■ PROMPT ■
Copy out each of the following lines word for word, keeping every character the same.

■ SUPPLIED MATERIAL ■
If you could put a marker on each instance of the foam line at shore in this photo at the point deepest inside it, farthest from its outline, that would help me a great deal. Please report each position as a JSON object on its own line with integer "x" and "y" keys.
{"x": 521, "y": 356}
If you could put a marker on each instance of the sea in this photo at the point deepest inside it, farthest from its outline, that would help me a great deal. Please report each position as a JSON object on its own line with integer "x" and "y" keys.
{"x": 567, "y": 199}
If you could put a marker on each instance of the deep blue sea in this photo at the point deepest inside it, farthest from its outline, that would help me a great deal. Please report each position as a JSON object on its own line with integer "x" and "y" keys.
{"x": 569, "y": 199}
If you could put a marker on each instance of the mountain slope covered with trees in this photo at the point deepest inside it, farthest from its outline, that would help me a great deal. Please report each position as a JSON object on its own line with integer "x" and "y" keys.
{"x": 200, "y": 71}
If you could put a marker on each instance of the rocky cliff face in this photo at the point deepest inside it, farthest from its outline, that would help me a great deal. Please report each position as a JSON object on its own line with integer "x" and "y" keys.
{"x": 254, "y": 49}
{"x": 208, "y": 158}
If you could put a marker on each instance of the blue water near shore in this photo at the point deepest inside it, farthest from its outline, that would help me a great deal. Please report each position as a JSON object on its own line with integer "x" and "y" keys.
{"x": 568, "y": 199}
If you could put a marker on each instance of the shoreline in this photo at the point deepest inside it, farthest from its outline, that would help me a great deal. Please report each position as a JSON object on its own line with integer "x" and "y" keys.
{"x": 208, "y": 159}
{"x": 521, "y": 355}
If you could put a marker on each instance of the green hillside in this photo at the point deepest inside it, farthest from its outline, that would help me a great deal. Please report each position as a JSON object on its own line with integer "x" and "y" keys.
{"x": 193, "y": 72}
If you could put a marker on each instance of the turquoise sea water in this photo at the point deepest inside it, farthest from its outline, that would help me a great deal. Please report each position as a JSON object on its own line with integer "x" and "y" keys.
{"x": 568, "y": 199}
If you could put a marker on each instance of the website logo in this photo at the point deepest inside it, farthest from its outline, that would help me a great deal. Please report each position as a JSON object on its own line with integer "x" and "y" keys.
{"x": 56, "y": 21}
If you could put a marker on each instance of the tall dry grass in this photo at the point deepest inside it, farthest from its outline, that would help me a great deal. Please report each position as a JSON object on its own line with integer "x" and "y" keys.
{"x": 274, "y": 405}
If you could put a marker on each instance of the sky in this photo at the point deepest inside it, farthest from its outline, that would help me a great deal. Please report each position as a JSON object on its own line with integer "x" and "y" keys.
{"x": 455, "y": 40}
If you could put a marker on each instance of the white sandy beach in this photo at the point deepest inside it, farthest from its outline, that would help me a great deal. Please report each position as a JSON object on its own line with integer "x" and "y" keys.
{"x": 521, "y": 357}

■ ANSWER TO THIS PROBLEM ■
If you could put a marker on each instance of the foam line at shore in this photo at the point deepest inside it, farthest from its outline, that would help me a great deal. Please report each position as a JSON object on its own line with integer "x" and "y" keys.
{"x": 521, "y": 356}
If you could put a marker on each instance of the sea in this photo at the point deepest inside it, farthest from its outline, that would help me a great deal. Please report each position as a JSON object on its own line with integer "x" and "y" keys.
{"x": 567, "y": 199}
If you could put a marker on each instance of the deep blue sea in this photo at the point deepest inside it, farthest from its outline, that would help me a great deal. Please report each position as a JSON object on its own line with integer "x" and "y" keys.
{"x": 569, "y": 199}
If you could put a marker on each instance of the mountain slope covered with trees in this photo at the point deepest inside it, farthest from its outline, that would help me a great deal. Please report each position as a JSON object on its own line with integer "x" and "y" keys.
{"x": 200, "y": 71}
If you could put a marker on each instance of the rocky cliff face in this photo at the point deepest inside it, farthest from its outline, that would help me a great deal. Please report each position as a JSON object on its own line with integer "x" and "y" keys.
{"x": 254, "y": 49}
{"x": 208, "y": 158}
If you could put a marker on each instance of the blue water near shore in this photo at the point deepest inside it, farthest from its outline, that would help me a great deal. Please report each position as a JSON object on its own line with integer "x" and "y" keys.
{"x": 568, "y": 199}
If you could put a marker on each instance of the shoreline in this photo at the point deepest inside it, farthest from its outline, that would help me a great deal. Please report each position as a JSON object on its own line with integer "x" and "y" keys.
{"x": 208, "y": 159}
{"x": 521, "y": 355}
If you could put a marker on each instance of the green hillside in this photo at the point deepest inside it, farthest from its outline, that would help me a great deal. Please report each position as a JSON object on its own line with integer "x" and "y" keys.
{"x": 193, "y": 72}
If you could put a marker on each instance of the turquoise sea water in this photo at the point deepest inside it, farthest from its outline, that would help me a great deal. Please report each position as a JSON object on its own line with integer "x" and "y" keys.
{"x": 568, "y": 199}
If you could put a marker on each instance of the website logo in this photo at the point deepest inside it, farthest from its outline, that would help me a great deal. Please report each position as a JSON object on its own line with integer "x" and "y" keys.
{"x": 56, "y": 21}
If you could put a marker on each instance of the tall dry grass in this photo at the point deepest inside it, farthest from its outline, that would help me a great deal. Please report each position as a JSON object on its own line with integer "x" and "y" keys.
{"x": 274, "y": 405}
If you could put a marker on each instance of the sky in this photo at the point deepest inside it, farthest from its outline, that would help me a great deal. Please report each position as a JSON object on its own line with integer "x" and "y" keys.
{"x": 455, "y": 40}
If you could put a marker on each instance of the white sandy beach in this photo at the point deepest inside it, farthest from its outline, that would help me a great deal. Please report each position as a JSON object on its own line with integer "x" and "y" keys.
{"x": 521, "y": 357}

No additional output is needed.